Extracto del documento:
Sin embargo, así como el poemario es un registro de la pérdida, del desamor, es también, en un complementario movimiento, un libro de amor, de profundo amor por todo lo evocado, de un amor tan grande, me atrevería a decir, que se reviste de pudor, de delicadeza, donde toda palabra se sabe insuficiente para nombrar, porque el hablante , el viviente, el sufriente heroico, transido de humanidad cotidiana, camina descalzo sobre piedras ardientes y sabe que el cuerpo siempre es alcanzado por una palabra más grande, por una palabra que no puede nombrar. Quizás el poema más explícito, que se construye como una fábula, sea “Alguien visita a Anna O en su cabaña”, donde el viaje, el aprendizaje, desembocan en la entrega, en la búsqueda, en el aprendizaje, “ de cómo el amor se pierde a cada instante”. O el espléndido poema “ Fuera de servicio” donde “ las hebras proliferan como hiedras del escuadrón de la muerte” y el poeta, como el anatomista “picotea y zurce, redacta/ movido por un interés casi científico/ las funciones de los tejidos de la vida que se está viviendo/ y que en ningún caso se está por vivir”. Sin embargo, dentro del libro, de sus ruinas, emerge luminosa la figura de la niña, la que tiene brazos y piernas para caminar por el mundo, la que lleva en la punta de su lengua la palabra dios.

Material proporcionado:
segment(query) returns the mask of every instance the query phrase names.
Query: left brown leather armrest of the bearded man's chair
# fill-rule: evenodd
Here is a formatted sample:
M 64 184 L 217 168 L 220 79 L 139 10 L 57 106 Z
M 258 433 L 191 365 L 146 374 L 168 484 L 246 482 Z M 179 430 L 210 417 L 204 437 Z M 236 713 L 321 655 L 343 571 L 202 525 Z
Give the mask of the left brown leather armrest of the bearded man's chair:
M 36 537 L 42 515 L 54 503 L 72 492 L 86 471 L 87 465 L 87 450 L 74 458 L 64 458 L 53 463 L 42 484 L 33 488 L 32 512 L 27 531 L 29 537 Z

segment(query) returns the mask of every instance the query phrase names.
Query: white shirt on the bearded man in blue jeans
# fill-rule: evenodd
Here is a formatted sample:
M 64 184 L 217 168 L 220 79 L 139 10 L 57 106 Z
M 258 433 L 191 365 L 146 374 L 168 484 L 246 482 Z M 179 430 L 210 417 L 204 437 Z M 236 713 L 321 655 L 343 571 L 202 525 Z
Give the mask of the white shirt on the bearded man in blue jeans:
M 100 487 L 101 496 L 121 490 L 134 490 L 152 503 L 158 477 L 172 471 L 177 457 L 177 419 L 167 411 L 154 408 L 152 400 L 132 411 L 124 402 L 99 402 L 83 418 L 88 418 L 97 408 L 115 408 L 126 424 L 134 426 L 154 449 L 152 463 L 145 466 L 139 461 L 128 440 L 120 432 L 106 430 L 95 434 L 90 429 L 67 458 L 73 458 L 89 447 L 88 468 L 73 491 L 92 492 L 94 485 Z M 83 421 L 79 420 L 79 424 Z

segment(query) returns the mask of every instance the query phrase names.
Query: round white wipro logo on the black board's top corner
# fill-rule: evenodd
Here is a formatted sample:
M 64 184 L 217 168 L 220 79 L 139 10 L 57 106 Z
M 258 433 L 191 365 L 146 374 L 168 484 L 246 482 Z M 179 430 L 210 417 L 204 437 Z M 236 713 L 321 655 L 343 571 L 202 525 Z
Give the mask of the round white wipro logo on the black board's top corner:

Ejercicios propuestos:
1. Traduce al inglés la siguiente oración del fragmento sobre el poemario: "Sin embargo, dentro del libro, de sus ruinas, emerge luminosa la figura de la niña, la que tiene brazos y piernas para caminar por el mundo, la que lleva en la punta de su lengua la palabra dios."
2. Según el fragmento sobre el poemario, ¿qué poema del libro se construye como una fábula?
3. Prosigue el fragmento sobre el poemario a partir de su última oración.

Resultados:
1. However, within the book, from its ruins, the figure of the girl emerges luminous, the one who has arms and legs to walk through the world, the one who carries the word god on the tip of her tongue.

2. El poema "Alguien visita a Anna O en su cabaña".

3.
Como una paráfrasis sobria, del “Tango del viudo”, amo ese momento final del poemario donde en “Apartado” (tachado), se habla de la búsqueda de un lenguaje recortado, ajardinado, una manera, en fin “ menos pedregosa de entrarle a la vida y a la muerte”.

Marianne Moore escribió que el arte de perder no es difícil de dominar y que hay que escribirlo como si no fuera un desastre. Del linaje de los perdedores ( quién pierde qué y a quién deja la pérdida con las manos vacías, quizás plenas también, transmutadas), de ese linaje, es este poemario de David Bustos, que de la pérdida, hace arte, escritura, poesía, sin estridencias, sin ostentación.